Labeled shape data:
────────────────────────────────────────

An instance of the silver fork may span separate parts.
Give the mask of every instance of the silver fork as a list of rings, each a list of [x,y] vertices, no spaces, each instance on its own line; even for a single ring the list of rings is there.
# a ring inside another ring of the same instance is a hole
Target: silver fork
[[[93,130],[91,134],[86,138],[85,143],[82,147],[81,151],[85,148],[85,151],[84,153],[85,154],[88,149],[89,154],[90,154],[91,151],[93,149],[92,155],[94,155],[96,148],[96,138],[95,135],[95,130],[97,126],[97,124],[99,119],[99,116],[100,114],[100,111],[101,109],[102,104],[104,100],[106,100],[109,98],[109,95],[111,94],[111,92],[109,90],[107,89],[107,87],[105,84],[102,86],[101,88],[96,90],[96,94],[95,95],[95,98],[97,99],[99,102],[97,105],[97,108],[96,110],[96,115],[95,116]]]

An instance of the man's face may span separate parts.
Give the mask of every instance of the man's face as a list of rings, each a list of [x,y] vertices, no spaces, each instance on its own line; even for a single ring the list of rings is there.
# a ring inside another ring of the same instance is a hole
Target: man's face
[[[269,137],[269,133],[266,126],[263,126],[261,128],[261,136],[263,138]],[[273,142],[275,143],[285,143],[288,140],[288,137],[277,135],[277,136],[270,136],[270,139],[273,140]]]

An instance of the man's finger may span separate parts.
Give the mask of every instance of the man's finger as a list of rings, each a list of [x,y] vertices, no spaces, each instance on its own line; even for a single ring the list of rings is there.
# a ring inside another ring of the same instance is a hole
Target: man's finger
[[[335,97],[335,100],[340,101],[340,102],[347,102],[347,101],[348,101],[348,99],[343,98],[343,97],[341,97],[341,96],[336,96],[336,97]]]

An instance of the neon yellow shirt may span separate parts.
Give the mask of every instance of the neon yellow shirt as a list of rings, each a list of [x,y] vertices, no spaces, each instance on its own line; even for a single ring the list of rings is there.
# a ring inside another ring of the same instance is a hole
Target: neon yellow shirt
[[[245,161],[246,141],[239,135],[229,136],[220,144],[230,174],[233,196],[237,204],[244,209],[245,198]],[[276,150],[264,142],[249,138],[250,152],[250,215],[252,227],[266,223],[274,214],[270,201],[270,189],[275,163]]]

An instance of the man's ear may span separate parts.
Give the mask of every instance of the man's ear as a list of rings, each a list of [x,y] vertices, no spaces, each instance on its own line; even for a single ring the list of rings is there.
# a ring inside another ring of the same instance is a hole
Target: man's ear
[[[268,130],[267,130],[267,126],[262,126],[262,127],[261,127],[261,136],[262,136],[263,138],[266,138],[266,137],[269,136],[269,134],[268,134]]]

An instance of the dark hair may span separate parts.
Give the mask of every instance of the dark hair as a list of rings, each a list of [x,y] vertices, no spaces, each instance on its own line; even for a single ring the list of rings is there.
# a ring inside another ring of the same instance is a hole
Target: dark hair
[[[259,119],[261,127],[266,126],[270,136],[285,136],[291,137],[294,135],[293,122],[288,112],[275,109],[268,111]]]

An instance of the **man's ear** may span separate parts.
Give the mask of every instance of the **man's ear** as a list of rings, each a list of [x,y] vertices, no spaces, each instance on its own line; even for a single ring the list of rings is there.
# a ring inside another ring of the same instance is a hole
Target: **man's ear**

────────────────────────────────────────

### Short problem
Reproduce all of the data above verbatim, keeping every line and character unchanged.

### Reply to the exercise
An instance of the silver fork may span separate parts.
Give the mask of every instance of the silver fork as a list of rings, each a list of [x,y] vertices, no spaces, each instance on its own line; even for a single ring the list of rings is there.
# a ring inside another ring of the same instance is a hole
Target: silver fork
[[[93,130],[91,134],[86,138],[85,143],[82,147],[81,151],[85,148],[85,151],[84,153],[85,154],[88,149],[89,154],[90,154],[91,151],[93,149],[92,155],[94,155],[96,148],[96,138],[95,135],[95,130],[97,126],[97,124],[99,119],[99,116],[100,114],[100,111],[101,109],[102,104],[104,100],[106,100],[109,98],[109,95],[111,94],[111,92],[109,90],[107,89],[107,87],[105,84],[102,86],[101,88],[96,90],[96,94],[95,95],[95,98],[97,99],[99,102],[97,105],[97,108],[96,110],[96,115],[95,116]]]

An instance of the man's face may span separate parts.
Give the mask of every instance of the man's face as a list of rings, each a list of [x,y] vertices, no spaces, each instance on its own line; even for a single ring the list of rings is there.
# a ring inside another ring of the same instance is a hole
Target: man's face
[[[269,137],[269,133],[266,126],[263,126],[261,128],[261,136],[263,138]],[[273,142],[275,143],[285,143],[288,140],[288,137],[277,135],[277,136],[270,136],[270,139],[273,140]]]

An instance of the man's finger may span separate parts.
Give the mask of every instance of the man's finger as a list of rings, each a list of [x,y] vertices, no spaces, each instance on its own line; even for a single ring the list of rings is there.
# a ring inside another ring of the same instance is a hole
Target: man's finger
[[[335,97],[335,100],[340,101],[340,102],[347,102],[347,101],[348,101],[348,99],[343,98],[343,97],[341,97],[341,96],[336,96],[336,97]]]

An instance of the neon yellow shirt may span separate parts.
Give the mask of every instance of the neon yellow shirt as a list of rings, each a list of [x,y] vertices, no spaces, each instance on its own line; even for a single ring the list of rings is there.
# a ring inside another ring of the same instance is a hole
Target: neon yellow shirt
[[[245,161],[246,141],[239,135],[229,136],[220,144],[230,174],[233,196],[237,204],[244,209],[245,198]],[[276,150],[264,142],[249,138],[250,152],[250,215],[252,227],[266,223],[274,214],[270,201],[270,189],[275,163]]]

An instance of the man's ear may span separate parts.
Give the mask of every instance of the man's ear as a list of rings, each a list of [x,y] vertices, no spaces, each instance on its own line; even for a single ring the list of rings is there.
# a ring inside another ring of the same instance is a hole
Target: man's ear
[[[268,130],[267,130],[267,126],[262,126],[262,127],[261,127],[261,136],[262,136],[263,138],[266,138],[266,137],[269,136],[269,134],[268,134]]]

An instance of the dark hair may span separate parts.
Give the mask of every instance of the dark hair as a list of rings, each a list of [x,y] vertices, no spaces, each instance on its own line; even for a single ring the list of rings is there.
# a ring inside another ring of the same instance is a hole
Target: dark hair
[[[259,119],[261,127],[266,126],[270,136],[285,136],[291,137],[294,135],[293,122],[288,112],[275,109],[268,111]]]

An instance of the **man's ear** may span separate parts.
Give the mask of every instance of the **man's ear** as a list of rings, each a list of [x,y] vertices, no spaces, each instance on its own line; even for a single ring the list of rings is there.
# a ring inside another ring of the same instance is a hole
Target: **man's ear**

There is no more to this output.